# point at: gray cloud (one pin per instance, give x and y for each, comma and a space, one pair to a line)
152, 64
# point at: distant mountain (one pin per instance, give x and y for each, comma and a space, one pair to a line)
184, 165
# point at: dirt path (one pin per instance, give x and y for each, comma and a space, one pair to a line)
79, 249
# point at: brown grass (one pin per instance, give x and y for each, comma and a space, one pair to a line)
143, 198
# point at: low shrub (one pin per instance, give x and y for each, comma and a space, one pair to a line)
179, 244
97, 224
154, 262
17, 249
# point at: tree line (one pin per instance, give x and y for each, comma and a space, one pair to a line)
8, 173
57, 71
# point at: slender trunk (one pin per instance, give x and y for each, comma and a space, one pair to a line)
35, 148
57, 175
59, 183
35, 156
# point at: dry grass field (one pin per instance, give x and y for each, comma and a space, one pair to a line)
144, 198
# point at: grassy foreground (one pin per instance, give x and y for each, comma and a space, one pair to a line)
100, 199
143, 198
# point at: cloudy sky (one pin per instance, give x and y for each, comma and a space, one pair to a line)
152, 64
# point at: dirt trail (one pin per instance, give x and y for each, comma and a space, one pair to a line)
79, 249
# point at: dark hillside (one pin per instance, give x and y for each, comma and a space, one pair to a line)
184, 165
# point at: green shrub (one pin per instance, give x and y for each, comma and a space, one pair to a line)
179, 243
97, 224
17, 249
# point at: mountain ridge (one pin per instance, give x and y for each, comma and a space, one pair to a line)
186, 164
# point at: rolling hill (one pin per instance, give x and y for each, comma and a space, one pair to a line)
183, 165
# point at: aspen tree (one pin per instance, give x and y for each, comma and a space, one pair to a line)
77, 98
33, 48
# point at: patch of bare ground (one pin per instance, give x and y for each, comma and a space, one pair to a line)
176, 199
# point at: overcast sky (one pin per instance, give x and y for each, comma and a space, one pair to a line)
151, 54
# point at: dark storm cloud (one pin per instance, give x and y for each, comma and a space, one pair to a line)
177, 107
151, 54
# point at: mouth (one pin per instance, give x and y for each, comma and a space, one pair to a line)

● ● ● ● ●

** What you should do **
Transcribe without change the lines running from the one that contains "# point at: dark storm" through the end of the records, inclusive.

** Solution to the problem **
# point at: dark storm cloud (one pin per instance, give x and y for each, comma and a space, one pair to a line)
177, 107
151, 54
# point at: mouth (one pin per instance, give x and y for each, comma and a space, one pair to a line)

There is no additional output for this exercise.